SHORT TASK:
Restate the full set of records exactly, word for word.

Stored records:
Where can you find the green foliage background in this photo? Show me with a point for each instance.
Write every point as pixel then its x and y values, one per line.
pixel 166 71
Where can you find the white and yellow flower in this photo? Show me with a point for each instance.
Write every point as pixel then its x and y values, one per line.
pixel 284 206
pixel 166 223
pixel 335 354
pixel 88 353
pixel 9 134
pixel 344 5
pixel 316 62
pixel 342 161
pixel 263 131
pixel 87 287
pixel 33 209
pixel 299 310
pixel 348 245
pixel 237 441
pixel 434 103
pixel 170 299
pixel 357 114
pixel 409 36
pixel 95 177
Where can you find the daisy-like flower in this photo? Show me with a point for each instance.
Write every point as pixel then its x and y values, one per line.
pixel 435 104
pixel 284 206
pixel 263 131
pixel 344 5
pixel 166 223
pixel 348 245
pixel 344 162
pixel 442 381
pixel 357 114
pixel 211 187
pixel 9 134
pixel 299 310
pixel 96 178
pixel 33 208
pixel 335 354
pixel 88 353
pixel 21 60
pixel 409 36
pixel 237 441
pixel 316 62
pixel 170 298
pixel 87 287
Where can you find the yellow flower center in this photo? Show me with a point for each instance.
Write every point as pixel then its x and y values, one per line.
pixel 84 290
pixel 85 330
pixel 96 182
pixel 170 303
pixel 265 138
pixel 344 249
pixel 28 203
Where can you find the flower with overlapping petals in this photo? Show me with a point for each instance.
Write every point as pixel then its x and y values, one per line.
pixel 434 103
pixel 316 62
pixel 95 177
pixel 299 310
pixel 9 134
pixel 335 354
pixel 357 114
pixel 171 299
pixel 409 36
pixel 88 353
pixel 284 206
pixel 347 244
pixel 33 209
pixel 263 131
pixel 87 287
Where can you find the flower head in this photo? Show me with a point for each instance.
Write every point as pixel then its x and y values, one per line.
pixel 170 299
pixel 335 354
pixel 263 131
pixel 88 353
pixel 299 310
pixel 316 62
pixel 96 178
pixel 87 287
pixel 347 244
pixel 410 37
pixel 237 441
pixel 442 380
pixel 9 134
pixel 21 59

THE RESULT:
Where can you find the green foliage background in this photo? Show me with a point for each instance.
Write every point as pixel then its x and y values, one per line.
pixel 166 71
Where can you find the white and yellow flower in this photo? Show me with a point for each instance.
Write every point as pixel then its x and y values, one per line.
pixel 284 206
pixel 166 223
pixel 335 354
pixel 88 353
pixel 9 134
pixel 344 5
pixel 316 62
pixel 342 161
pixel 263 131
pixel 87 287
pixel 33 209
pixel 299 310
pixel 348 245
pixel 237 441
pixel 434 103
pixel 170 299
pixel 357 114
pixel 409 36
pixel 95 177
Where can you find the daisy-like flower in this photo? Show me with a point for each instance.
Write every point as pixel then its x and y values, one per line.
pixel 435 104
pixel 284 206
pixel 263 131
pixel 344 5
pixel 166 223
pixel 348 245
pixel 344 162
pixel 442 381
pixel 357 114
pixel 211 187
pixel 9 134
pixel 299 310
pixel 96 178
pixel 33 208
pixel 335 354
pixel 88 353
pixel 21 60
pixel 409 36
pixel 237 441
pixel 316 62
pixel 170 298
pixel 87 287
Where can you find the yellow flower center in this photo? Show me with a point for each instance.
Write every point as pixel then its x and y values, one per line.
pixel 84 290
pixel 85 330
pixel 96 182
pixel 170 303
pixel 265 138
pixel 344 249
pixel 28 203
Where can you find the flower with overlapping petals in this photo? Show me with a point for each instance.
Write every point as pixel then its x and y values, one per line.
pixel 434 103
pixel 316 62
pixel 95 177
pixel 299 310
pixel 9 134
pixel 335 354
pixel 357 114
pixel 171 299
pixel 409 36
pixel 88 353
pixel 284 206
pixel 347 244
pixel 33 209
pixel 263 131
pixel 87 287
Where can you find the flower head in this photo? Show me with a point for each instance.
Write every point as pixel then its x and y values, one per line.
pixel 170 299
pixel 335 354
pixel 263 131
pixel 88 353
pixel 299 310
pixel 316 62
pixel 96 178
pixel 87 287
pixel 347 244
pixel 410 37
pixel 237 441
pixel 442 380
pixel 9 134
pixel 21 59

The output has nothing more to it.